** begin Document segment **

Essay No. 9

      The Three-Fifths Clause

      Art. I, § 2, Cl. 3

      Representatives and direct Taxes shall be apportioned among the several States which may be included within this Union, according to their respective Numbers, which shall be determined by adding to the whole Number of free Persons, including those bound to Service for a Term of Years, and excluding Indians not taxed, three fifths of all other Persons.

      Introduction

      The Three-Fifths Clause is among the most notorious provisions of our Constitution. For purposes of taxation and representation, “other Persons” were counted as only sixty percent of a person. Although the Three-Fifths Clause does not include the word “slave,” its phrasing implies that “other people” were neither free nor white—and thus were enslaved.1 Along with the so-called Fugitive Slave Clause,2 the Three-Fifths Clause represented an acknowledgment of the institution of slavery in our original Constitution.3 This provision was effectively repealed by the ratification of the Thirteenth Amendment.

      The Articles of Confederation

      Under the Articles of Confederation, the national government’s only source of revenue was the money it derived from “requisitions” that it submitted to the states.4 These requisitions were based on “the value of all land within each state.” However, an amendment to the Articles that was debated in 1783 provided that requisitions would be calculated based on a state’s population. Under this proposal, advanced by James Madison, an enslaved person would be counted as three-fifths of a person for purposes of the requisitions.5

      The resolution was controversial, as some southern states preferred taxation to be based on land values. It was a compromise between northerners, who thought it undervalued enslaved people, and southerners, who thought it overvalued enslaved people, for the purpose of determining taxation.6 Madison’s proposal faced some opposition, and because amendments to the Articles required unanimous consent, it was never adopted.

** end Document segment **

Write out the passage of the essay on the Three-Fifths Clause between "The Three-Fifths Clause is" and "the Thirteenth Amendment.", inclusive. The listing comes from a separate, unrelated source.

** begin Data excerpts **

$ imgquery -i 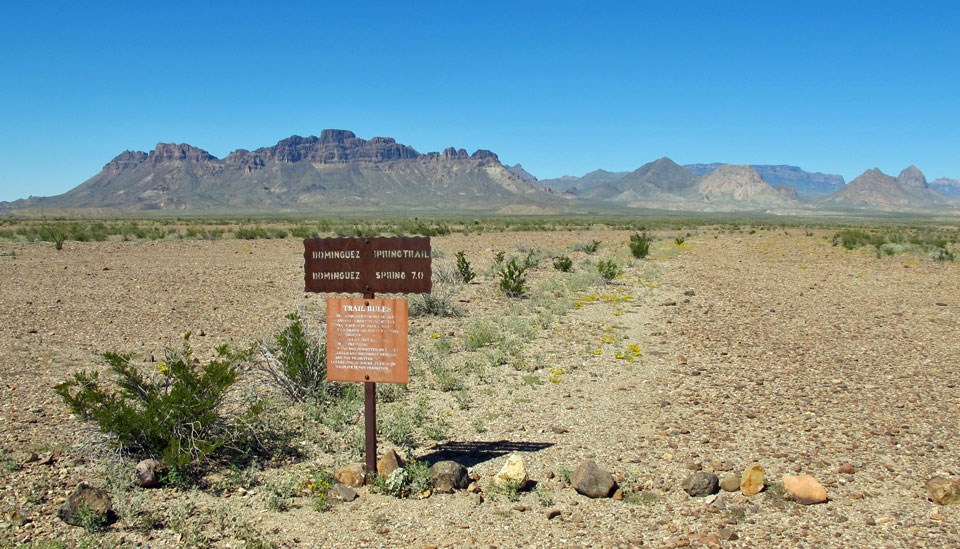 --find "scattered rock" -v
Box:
[133,459,163,488]
[681,471,720,498]
[719,528,740,541]
[57,482,114,528]
[430,461,470,494]
[740,465,766,496]
[328,482,357,503]
[720,473,740,492]
[783,475,827,505]
[377,448,405,477]
[570,460,617,498]
[493,454,530,490]
[333,463,367,488]
[927,477,960,505]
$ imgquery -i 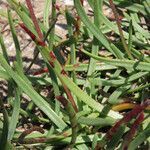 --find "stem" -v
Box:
[0,99,9,150]
[109,0,133,60]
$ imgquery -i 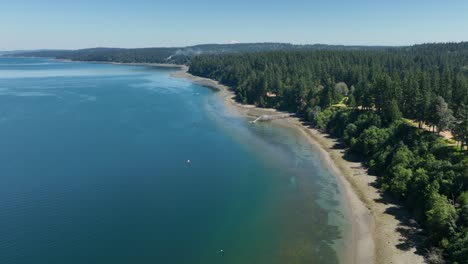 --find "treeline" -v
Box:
[190,43,468,263]
[11,43,392,64]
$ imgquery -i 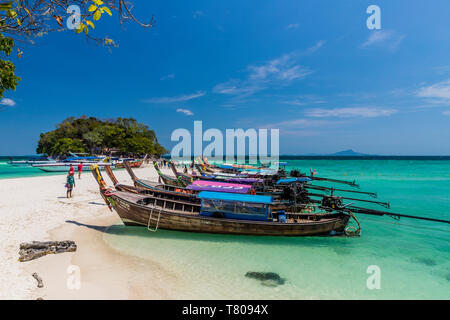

** end Data excerpts **

In response:
The Three-Fifths Clause is among the most notorious provisions of our Constitution. For purposes of taxation and representation, “other Persons” were counted as only sixty percent of a person. Although the Three-Fifths Clause does not include the word “slave,” its phrasing implies that “other people” were neither free nor white—and thus were enslaved.1 Along with the so-called Fugitive Slave Clause,2 the Three-Fifths Clause represented an acknowledgment of the institution of slavery in our original Constitution.3 This provision was effectively repealed by the ratification of the Thirteenth Amendment.